• _PAGINA_:
* * * * * * *

Gli al posto di le e l’ideologia

Categorie: Italiano e latino, Morfologia

QUESITO:

Sull’articolo di fondo di un noto direttore di giornale, pubblicato stamani su un quotidiano a diffusione nazionale, leggo: «è uno dei cardini del pensiero liberale che purtroppo la sinistra fa suo solo quando GLI conviene». Mi chiedo e Le chiedo: ma come è possibile che un brillante e famoso giornalista, non alle prime armi, possa confondere GLI con LE?

Le risulta che oggi sia tollerato GLI al posto di LE? Del resto oramai, da anni, si usa GLI anche per la terza persona plurale maschile e femminile: «Gli ho detto» anziché «Ho detto loro». Possiamo credere che sia in atto un cambiamento di certe regole della grammatica italiana?

Se vuole verificare, vada su Google e scriva «Il Giornalone» (ci sono le prime pagine dei principali giornali italiani) dopodiché vada sulla prima pagina de «Il Giornale», troverà l’articolo di fondo «Non sia soltanto un tirare a campare» firmato da Alessandro Sallusti. Si tratta delle prime pagine di martedì 22 luglio 2025.

* * * * * * *

Dati di annotazione a punti:
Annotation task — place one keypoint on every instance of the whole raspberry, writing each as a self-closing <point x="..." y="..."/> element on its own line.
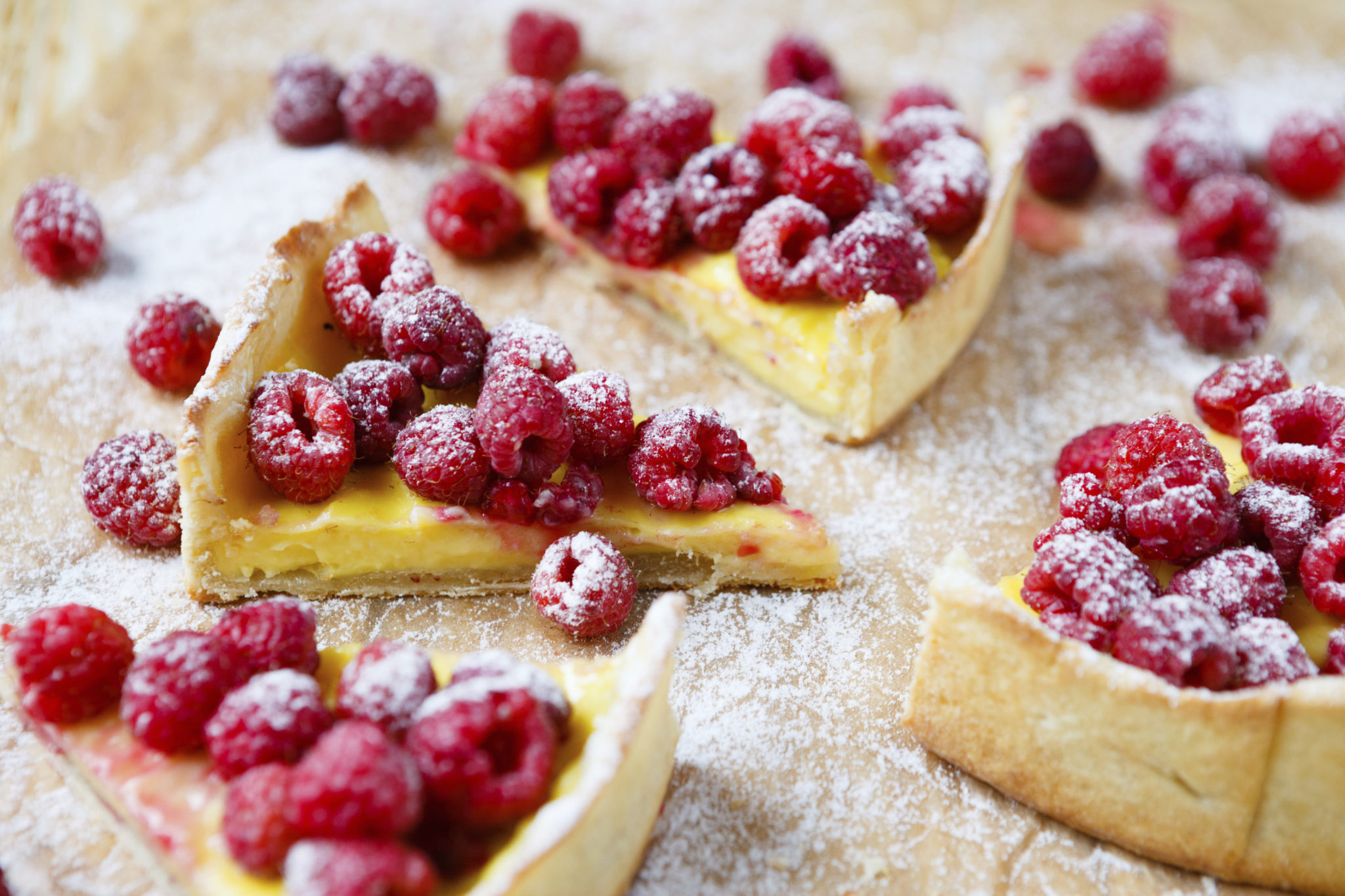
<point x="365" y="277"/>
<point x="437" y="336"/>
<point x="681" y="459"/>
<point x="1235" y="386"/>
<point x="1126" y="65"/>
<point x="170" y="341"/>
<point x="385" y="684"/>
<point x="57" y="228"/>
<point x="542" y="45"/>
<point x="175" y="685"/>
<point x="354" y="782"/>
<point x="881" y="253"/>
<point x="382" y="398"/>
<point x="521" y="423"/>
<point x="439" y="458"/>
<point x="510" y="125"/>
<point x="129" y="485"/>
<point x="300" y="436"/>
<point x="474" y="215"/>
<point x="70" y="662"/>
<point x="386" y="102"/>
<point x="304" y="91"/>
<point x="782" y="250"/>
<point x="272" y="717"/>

* * * * * * *

• _ESERCIZIO_:
Per ogni affermazione qui sotto, di' se concorda con la pagina riportata sopra, rispondendo sì o no e citando tra virgolette le parole precise della pagina che lo decidono.
1. Nella frase dell'articolo citata, «gli» si riferisce alla sinistra.
2. Chi scrive afferma che da anni «gli» si usa anche al posto di «loro».
3. Le prime pagine indicate sono quelle di lunedì 21 luglio 2025.

• _SOLUZIONE_:
1. Sì: «la sinistra fa suo solo quando GLI conviene».
2. Sì: «da anni, si usa GLI anche per la terza persona plurale maschile e femminile: «Gli ho detto» anziché «Ho detto loro»».
3. No: «Si tratta delle prime pagine di martedì 22 luglio 2025».